- Opening Delimiter -
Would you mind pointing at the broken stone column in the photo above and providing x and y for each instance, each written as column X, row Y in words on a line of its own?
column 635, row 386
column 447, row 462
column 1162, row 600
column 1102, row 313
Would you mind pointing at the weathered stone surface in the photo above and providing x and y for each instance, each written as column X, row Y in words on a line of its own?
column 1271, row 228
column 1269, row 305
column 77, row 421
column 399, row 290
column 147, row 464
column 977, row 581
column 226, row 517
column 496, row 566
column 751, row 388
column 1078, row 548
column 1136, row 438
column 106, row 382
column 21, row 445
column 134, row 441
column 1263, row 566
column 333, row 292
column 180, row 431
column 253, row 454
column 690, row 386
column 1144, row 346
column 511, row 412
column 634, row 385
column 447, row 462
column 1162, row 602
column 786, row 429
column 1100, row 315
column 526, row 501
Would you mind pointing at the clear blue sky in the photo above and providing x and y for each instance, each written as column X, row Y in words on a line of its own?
- Closing Delimiter -
TASK DETAILS >>
Your reply should contain every record, unchanged and complete.

WRITTEN REPLY >>
Would you mind pointing at the broken stone column in the photo above and providing x and y for each instance, each written as column X, row Y in words on a line of its own?
column 635, row 386
column 447, row 462
column 1162, row 600
column 1102, row 313
Would you mind pointing at the weathered stone surface in the photo above and providing x and y for each instance, each written as column X, row Y in words on a line of its own?
column 1271, row 228
column 1269, row 305
column 77, row 421
column 399, row 290
column 147, row 464
column 977, row 581
column 226, row 517
column 496, row 566
column 751, row 388
column 1078, row 548
column 1136, row 438
column 106, row 382
column 21, row 445
column 134, row 441
column 1263, row 566
column 333, row 292
column 180, row 431
column 253, row 454
column 690, row 386
column 1144, row 346
column 511, row 412
column 634, row 385
column 447, row 462
column 1162, row 602
column 786, row 429
column 1100, row 315
column 526, row 501
Would you mind pointing at the clear blue sky in the photo above and providing x and y for each instance, each written as column X, row Y in words on a line of its own?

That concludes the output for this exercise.